WHAT THE TASK ASKS: The records below are to be transcribed word for word.

DATA FOR THE TASK:

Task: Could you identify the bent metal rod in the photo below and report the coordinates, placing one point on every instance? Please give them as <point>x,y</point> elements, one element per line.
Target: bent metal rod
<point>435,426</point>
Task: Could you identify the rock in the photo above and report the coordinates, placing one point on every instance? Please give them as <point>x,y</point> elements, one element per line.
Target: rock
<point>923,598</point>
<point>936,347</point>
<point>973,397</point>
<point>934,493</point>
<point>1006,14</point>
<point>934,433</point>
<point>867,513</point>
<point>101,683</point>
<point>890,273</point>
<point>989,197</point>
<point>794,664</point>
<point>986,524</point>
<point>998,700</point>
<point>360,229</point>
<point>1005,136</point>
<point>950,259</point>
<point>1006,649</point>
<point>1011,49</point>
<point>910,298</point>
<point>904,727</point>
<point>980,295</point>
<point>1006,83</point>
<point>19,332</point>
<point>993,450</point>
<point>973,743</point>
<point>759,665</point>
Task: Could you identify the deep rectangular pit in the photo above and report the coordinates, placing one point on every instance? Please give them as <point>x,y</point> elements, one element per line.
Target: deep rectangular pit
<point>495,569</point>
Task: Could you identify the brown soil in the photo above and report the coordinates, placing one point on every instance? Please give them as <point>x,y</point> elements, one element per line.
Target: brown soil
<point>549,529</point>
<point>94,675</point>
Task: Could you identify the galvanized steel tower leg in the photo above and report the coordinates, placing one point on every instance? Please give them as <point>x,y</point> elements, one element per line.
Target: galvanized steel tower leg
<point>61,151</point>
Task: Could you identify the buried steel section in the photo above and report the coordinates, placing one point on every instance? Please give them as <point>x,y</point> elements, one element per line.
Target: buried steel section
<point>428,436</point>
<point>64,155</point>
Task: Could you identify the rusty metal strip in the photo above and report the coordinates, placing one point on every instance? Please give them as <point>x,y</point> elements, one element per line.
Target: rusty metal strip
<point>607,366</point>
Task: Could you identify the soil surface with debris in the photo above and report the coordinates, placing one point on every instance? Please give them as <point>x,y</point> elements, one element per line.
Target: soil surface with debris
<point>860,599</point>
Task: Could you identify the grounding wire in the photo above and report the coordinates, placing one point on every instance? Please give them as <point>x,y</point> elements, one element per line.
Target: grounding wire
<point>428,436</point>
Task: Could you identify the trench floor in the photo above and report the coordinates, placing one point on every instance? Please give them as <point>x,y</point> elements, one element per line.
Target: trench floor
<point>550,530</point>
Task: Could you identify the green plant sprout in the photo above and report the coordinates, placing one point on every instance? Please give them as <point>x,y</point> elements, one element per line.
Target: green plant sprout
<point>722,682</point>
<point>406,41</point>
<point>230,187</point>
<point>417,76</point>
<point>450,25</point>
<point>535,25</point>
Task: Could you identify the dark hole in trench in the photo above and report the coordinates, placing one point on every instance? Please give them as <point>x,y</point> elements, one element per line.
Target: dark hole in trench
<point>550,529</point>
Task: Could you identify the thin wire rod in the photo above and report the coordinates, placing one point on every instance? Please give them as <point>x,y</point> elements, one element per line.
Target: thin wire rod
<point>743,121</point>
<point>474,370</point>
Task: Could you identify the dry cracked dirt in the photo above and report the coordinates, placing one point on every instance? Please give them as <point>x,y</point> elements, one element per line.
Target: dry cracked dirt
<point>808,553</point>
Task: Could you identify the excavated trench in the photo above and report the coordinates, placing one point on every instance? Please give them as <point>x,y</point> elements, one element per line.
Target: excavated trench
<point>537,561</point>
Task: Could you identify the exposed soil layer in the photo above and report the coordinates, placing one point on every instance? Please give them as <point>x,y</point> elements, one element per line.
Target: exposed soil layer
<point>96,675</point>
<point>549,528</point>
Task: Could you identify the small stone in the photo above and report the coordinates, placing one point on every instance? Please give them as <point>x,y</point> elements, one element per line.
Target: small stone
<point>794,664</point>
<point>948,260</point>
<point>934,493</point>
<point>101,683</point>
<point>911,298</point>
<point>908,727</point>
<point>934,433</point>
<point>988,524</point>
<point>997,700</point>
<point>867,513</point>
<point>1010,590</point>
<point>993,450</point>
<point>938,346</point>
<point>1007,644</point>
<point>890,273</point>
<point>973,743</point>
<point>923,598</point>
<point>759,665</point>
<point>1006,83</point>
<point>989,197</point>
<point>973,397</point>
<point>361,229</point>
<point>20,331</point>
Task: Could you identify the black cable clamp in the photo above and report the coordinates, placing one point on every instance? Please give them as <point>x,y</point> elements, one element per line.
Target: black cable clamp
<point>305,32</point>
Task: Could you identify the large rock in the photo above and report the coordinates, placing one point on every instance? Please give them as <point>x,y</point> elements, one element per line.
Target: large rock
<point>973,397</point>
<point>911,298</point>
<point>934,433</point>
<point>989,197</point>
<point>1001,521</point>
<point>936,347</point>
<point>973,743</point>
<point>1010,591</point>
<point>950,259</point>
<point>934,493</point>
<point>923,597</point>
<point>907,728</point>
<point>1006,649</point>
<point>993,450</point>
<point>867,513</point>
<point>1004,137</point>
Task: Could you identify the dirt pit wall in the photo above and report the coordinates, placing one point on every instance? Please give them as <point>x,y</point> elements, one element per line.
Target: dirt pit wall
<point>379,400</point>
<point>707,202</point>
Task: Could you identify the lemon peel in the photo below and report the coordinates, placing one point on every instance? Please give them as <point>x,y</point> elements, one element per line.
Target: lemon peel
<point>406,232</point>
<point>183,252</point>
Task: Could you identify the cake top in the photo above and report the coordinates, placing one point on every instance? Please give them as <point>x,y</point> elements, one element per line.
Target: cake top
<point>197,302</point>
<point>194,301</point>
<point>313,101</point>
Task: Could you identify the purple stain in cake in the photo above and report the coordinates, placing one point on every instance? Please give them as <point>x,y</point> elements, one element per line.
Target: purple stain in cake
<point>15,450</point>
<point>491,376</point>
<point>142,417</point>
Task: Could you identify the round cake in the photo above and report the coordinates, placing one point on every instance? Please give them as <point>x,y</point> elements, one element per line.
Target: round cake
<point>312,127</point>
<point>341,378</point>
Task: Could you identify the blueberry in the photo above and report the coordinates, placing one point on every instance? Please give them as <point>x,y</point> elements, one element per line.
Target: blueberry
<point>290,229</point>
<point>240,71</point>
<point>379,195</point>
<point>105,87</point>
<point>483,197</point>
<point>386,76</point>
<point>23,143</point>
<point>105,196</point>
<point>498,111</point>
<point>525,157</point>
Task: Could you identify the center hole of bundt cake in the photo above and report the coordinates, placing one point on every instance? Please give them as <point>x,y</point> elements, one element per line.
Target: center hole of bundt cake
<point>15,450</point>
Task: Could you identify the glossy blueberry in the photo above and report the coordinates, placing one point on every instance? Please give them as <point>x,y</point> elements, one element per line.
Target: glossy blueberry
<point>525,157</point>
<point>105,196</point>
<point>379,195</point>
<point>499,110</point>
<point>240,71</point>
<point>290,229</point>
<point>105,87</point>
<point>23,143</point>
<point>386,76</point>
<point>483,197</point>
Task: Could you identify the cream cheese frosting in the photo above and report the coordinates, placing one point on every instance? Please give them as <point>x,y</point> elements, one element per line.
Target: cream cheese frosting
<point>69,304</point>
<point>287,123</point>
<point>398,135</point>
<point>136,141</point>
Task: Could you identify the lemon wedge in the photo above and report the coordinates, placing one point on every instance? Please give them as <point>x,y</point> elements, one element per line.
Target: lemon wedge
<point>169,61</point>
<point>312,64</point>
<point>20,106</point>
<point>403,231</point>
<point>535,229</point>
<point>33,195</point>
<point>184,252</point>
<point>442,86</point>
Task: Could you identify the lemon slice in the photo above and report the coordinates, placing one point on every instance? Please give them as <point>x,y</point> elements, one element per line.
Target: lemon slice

REPLY TO THE TASK:
Task: Could you identify the bent metal rod in the photo below and report the coordinates, placing one point on every instance? Please give them as <point>x,y</point> elements, one element per line.
Target: bent metal rod
<point>435,426</point>
Task: Could you identify the rock in the photo above and report the coordinates, placing one point on every instance? Please give them as <point>x,y</point> elements, one element per line.
Target: rock
<point>923,598</point>
<point>936,347</point>
<point>973,397</point>
<point>934,493</point>
<point>1006,14</point>
<point>934,433</point>
<point>867,513</point>
<point>101,683</point>
<point>890,273</point>
<point>989,197</point>
<point>794,664</point>
<point>986,524</point>
<point>998,700</point>
<point>360,229</point>
<point>1005,136</point>
<point>950,259</point>
<point>1006,649</point>
<point>1011,49</point>
<point>910,298</point>
<point>904,727</point>
<point>980,295</point>
<point>1006,83</point>
<point>19,332</point>
<point>993,450</point>
<point>973,743</point>
<point>759,665</point>
Task: Could you identify the deep rectangular pit in the photo above and report the coordinates, placing one point on every instance? Please give them as <point>x,y</point> elements, one element per line.
Target: deep rectangular pit
<point>495,569</point>
Task: Could you identify the brown soil in the photo above and report the coordinates, placing one point on every instance? Please give them as <point>x,y</point> elements, one element per line.
Target: brown soil
<point>549,529</point>
<point>94,675</point>
Task: Could you identify the galvanized steel tower leg in the photo above and report the coordinates, placing one point on every instance? Please give them as <point>x,y</point> elements, one element per line.
Target: galvanized steel tower leg
<point>61,151</point>
Task: Could you identify the buried steel section in the photo above and report the coordinates, placing one point on every instance? Please give them as <point>x,y</point> elements, one element per line.
Target: buried steel section
<point>428,436</point>
<point>64,155</point>
Task: Could you identify the rusty metal strip in the photo above and report the coordinates, placing one point on every instance? Please give them as <point>x,y</point> elements, one element per line.
Target: rusty metal strip
<point>607,366</point>
Task: Could you identify the soil surface with debris in the photo above and report the coordinates, placing one point on every instance? Please give them as <point>x,y</point> elements, one element per line.
Target: soil surface with debris
<point>860,599</point>
Task: Could you identify the grounding wire in the photo above and report the coordinates, placing one point on every instance? Please give them as <point>x,y</point> elements, one element per line.
Target: grounding wire
<point>428,436</point>
Task: Could you identify the trench floor in the photo above and report the coordinates, placing one point on every instance? Please give them as <point>x,y</point> elements, one element per line.
Target: trench floor
<point>550,530</point>
Task: Could you identify the green plant sprout in the photo above and report the coordinates, placing one point on every instance? Please give them as <point>x,y</point> elements, one element per line.
Target: green plant sprout
<point>722,682</point>
<point>406,41</point>
<point>230,187</point>
<point>417,76</point>
<point>450,25</point>
<point>535,25</point>
Task: Could you identify the dark hole in trench in the photo above and report the coordinates, placing one point on every instance? Please give them as <point>x,y</point> elements, one element per line.
Target: dark hole in trench
<point>550,529</point>
Task: Could you identify the thin wire rod in the photo above and report the coordinates, placing one point on every instance? Please give them as <point>x,y</point> elements, one element per line.
Target: thin wire rod
<point>743,121</point>
<point>474,370</point>
Task: Could you identify the dry cracked dirt in the photo above and report the coordinates, placing one point on every instance? Please give them as <point>x,y</point> elements, one element per line.
Target: dry cracked dirt
<point>808,553</point>
Task: Could you identify the excavated trench in the photo above and report the coordinates, placing one point on every instance? Please give them as <point>x,y</point> elements, one element per line.
Target: excavated trench
<point>537,561</point>
Task: Could you identify the exposed soil layer in the photo above and report the coordinates, placing one point on every instance? Please give them as <point>x,y</point> elements, one element per line.
Target: exposed soil layer
<point>96,675</point>
<point>549,528</point>
Task: Could you identify the small stone in the photo above and report the coordinates, placing one point on every instance? Please give them as <point>x,y</point> elements, one element per line.
Target: small stone
<point>794,664</point>
<point>948,260</point>
<point>934,493</point>
<point>101,683</point>
<point>911,298</point>
<point>908,727</point>
<point>934,433</point>
<point>988,524</point>
<point>997,700</point>
<point>867,513</point>
<point>1010,590</point>
<point>993,450</point>
<point>938,346</point>
<point>1007,644</point>
<point>890,273</point>
<point>973,743</point>
<point>923,598</point>
<point>759,665</point>
<point>1006,83</point>
<point>989,197</point>
<point>973,397</point>
<point>361,229</point>
<point>20,331</point>
Task: Could you identify the black cable clamp in the photo above and report the coordinates, placing one point on every instance? Please give them as <point>x,y</point> elements, one element per line.
Target: black cable clamp
<point>305,32</point>
Task: Could you identify the large rock in the photo above and report the coordinates, placing one point on every instance? Please give them as <point>x,y</point> elements, one element per line.
Target: large rock
<point>973,397</point>
<point>911,298</point>
<point>934,433</point>
<point>989,197</point>
<point>1001,521</point>
<point>936,347</point>
<point>973,743</point>
<point>1010,591</point>
<point>950,259</point>
<point>934,493</point>
<point>923,597</point>
<point>907,728</point>
<point>1006,649</point>
<point>993,450</point>
<point>867,513</point>
<point>1004,137</point>
Task: Could you identify the dirt pit wall in the photo above and report the coordinates, placing one point on every instance? Please give them as <point>x,y</point> elements, one element per line.
Target: dirt pit wall
<point>379,400</point>
<point>707,202</point>
Task: Could you identify the lemon peel in the photo below and report the coordinates, placing one point on every instance? Please give them as <point>x,y</point> elements, one element per line.
Target: lemon peel
<point>406,232</point>
<point>183,252</point>
Task: Could you identify the cake top in the photo above and report the coordinates, placing one point on every instance? Please give them as <point>x,y</point> elements, one element per line.
Target: cake top
<point>197,302</point>
<point>194,301</point>
<point>313,101</point>
Task: Could you identify the purple stain in cake in the photo above and report the coordinates, placing one point on every instance? Please give them as <point>x,y</point> elements, one element per line.
Target: purple stain in cake
<point>15,450</point>
<point>491,376</point>
<point>142,417</point>
Task: Could you identify the round cake in the photo above and report the coordinates, placing one point on every instance? Please give them as <point>x,y</point> elements, one element per line.
Target: round cake
<point>312,127</point>
<point>341,378</point>
Task: Could you identify the blueberry in the photo above and report the coordinates, placing one point on every instance? Please give them as <point>x,y</point> elements, one element per line.
Target: blueberry
<point>290,229</point>
<point>240,71</point>
<point>379,195</point>
<point>105,87</point>
<point>483,197</point>
<point>386,76</point>
<point>23,143</point>
<point>105,196</point>
<point>498,111</point>
<point>525,157</point>
Task: Could you identify the center hole of bundt cake in the photo above and report the coordinates, placing one point on every instance? Please give them as <point>x,y</point> elements, one element per line.
Target: center hole of bundt cake
<point>15,450</point>
Task: Could you identify the glossy blueberry in the photo above and report the coordinates, placing one point on every instance? Please give them as <point>x,y</point> elements, one element per line.
Target: glossy blueberry
<point>525,157</point>
<point>105,196</point>
<point>379,195</point>
<point>499,110</point>
<point>240,71</point>
<point>290,229</point>
<point>105,87</point>
<point>23,143</point>
<point>386,76</point>
<point>483,197</point>
Task: Could you identify the cream cheese frosting in the photo above and report the coordinates, placing one point on every instance? Please give them as <point>x,y</point> elements, one element per line.
Target: cream cheese frosting
<point>69,304</point>
<point>287,123</point>
<point>398,135</point>
<point>136,141</point>
Task: Could you identify the lemon wedge in the photo above and report the coordinates, placing one point on every instance? Please give them as <point>x,y</point> elements, one element per line.
Target: lemon wedge
<point>169,61</point>
<point>312,64</point>
<point>20,106</point>
<point>403,231</point>
<point>535,229</point>
<point>33,195</point>
<point>184,252</point>
<point>442,86</point>
Task: Could you identify the lemon slice in the photo above and report the coordinates, placing one point on every instance? Please give them as <point>x,y</point> elements, one element per line.
Target: lemon slice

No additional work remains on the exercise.